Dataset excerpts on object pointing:
= = = = =

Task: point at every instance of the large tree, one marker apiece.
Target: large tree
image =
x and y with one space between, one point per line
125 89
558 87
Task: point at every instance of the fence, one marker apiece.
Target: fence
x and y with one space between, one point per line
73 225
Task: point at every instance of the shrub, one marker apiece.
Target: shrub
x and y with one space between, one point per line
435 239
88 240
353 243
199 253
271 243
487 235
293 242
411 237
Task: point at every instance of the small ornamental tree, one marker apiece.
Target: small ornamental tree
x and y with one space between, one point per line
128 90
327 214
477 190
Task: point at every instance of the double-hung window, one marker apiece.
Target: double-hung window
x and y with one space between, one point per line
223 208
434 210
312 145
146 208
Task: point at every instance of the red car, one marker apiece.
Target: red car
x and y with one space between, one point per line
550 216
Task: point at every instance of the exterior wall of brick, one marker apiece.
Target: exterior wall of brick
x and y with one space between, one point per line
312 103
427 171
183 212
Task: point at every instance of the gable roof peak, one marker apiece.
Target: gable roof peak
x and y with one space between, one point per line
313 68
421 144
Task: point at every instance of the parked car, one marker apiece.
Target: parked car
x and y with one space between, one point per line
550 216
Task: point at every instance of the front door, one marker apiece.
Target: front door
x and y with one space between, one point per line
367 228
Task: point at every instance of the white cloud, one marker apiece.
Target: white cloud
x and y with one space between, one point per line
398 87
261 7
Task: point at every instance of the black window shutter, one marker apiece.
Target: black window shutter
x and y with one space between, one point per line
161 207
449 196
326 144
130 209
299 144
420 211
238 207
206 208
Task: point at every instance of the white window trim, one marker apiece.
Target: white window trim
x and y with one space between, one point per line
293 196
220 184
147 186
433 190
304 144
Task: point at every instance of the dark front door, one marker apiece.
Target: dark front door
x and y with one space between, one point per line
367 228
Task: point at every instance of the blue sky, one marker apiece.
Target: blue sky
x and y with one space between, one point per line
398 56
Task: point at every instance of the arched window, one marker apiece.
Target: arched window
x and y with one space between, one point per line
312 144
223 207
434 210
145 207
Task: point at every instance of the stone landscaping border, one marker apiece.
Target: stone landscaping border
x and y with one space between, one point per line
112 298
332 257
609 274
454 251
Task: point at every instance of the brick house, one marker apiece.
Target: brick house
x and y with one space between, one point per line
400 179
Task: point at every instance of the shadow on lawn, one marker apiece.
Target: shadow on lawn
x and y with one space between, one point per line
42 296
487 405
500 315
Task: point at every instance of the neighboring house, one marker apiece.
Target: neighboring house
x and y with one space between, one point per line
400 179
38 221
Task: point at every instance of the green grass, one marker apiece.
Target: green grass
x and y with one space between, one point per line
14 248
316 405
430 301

= = = = =

Repeat every entry exactly as written above.

Task: point at every instance of the large tree, one marker apiece.
Target: large tree
image =
x and y with one space between, one point per line
125 89
558 87
Task: point at every instance of the fence, one marker apiece.
Target: fence
x and y with one space between, one point per line
73 225
Task: point at every instance of the shrub, one marker apiece.
Target: shrub
x and y with one space between, one point per line
435 239
88 240
353 243
199 253
271 243
487 235
293 242
411 237
Task: point at every instance of the small ornamental tree, one marker apiece.
Target: small ornamental tree
x and y with one space between, one point per line
128 90
327 214
477 190
Task: point at every instance of the double-hung window, one marker apiece.
Target: double-hung window
x and y with one space between, one point per line
223 208
434 210
312 145
146 208
Task: point at every instance of the red car, one marker apiece.
Target: red car
x and y with one space between, one point per line
550 216
Task: point at every instance of the exterior wall of brick, one marker apiece.
Target: exterior wall of brick
x and y with one space between, one point per line
312 103
427 171
183 212
Task: point at every instance of the gable roof peak, one marker apiece.
Target: gable roof peak
x and y with one space between, one point per line
313 68
421 144
Task: point at every instance of the parked car, one marker apiece.
Target: parked car
x and y with one space between, one point per line
550 216
Task: point at every instance of the front door, one marker apiece.
Target: front door
x and y with one space between, one point per line
367 228
Task: point at every instance of the white cloud, one marker apiece.
Target: white cloud
x and y with one space between, one point per line
398 87
261 7
Task: point at every instance of the black window shutter, one marker apiece.
Target: black window shutter
x and y with one space between, one point per line
161 207
449 196
326 144
130 209
299 144
420 211
238 207
206 208
Task: point at every instance of the white window trim, one marker apiece.
Target: white window trim
x and y with one space between, one point per line
293 196
220 184
147 186
433 190
304 144
Task: point at every instance of the dark front door, one marker apiece.
Target: dark front door
x and y with one space between, one point per line
367 228
Task: point at every instance of the blue sky, one marker apiece.
Target: blue sky
x and y with one space between, one point per line
398 56
Task: point at every instance of the arched window, one marker apiece.
Target: arched window
x and y with one space between, one point per line
312 144
223 207
434 210
145 207
Task: point at every instance of the stone landscaping border, one marker apiece.
Target: stone landscaping border
x and y with one space between, one point per line
112 298
332 257
609 274
454 251
Task: point at every instance of the brick house, one marker apiece.
Target: brick house
x and y with one space between, one point per line
400 179
Task: point at every instance of the shadow on lawn, one marker apiece.
Target: shadow on lawn
x and y with one space between, one point per line
42 296
487 405
500 315
Task: point at every instance of the neighboring house, one marker apiece.
Target: neighboring house
x and y with one space between, one point per line
400 179
38 221
Task: point at every instance of the green grass, one marker apiece.
Target: green grass
x and y with one space between, one point per line
14 248
316 405
430 301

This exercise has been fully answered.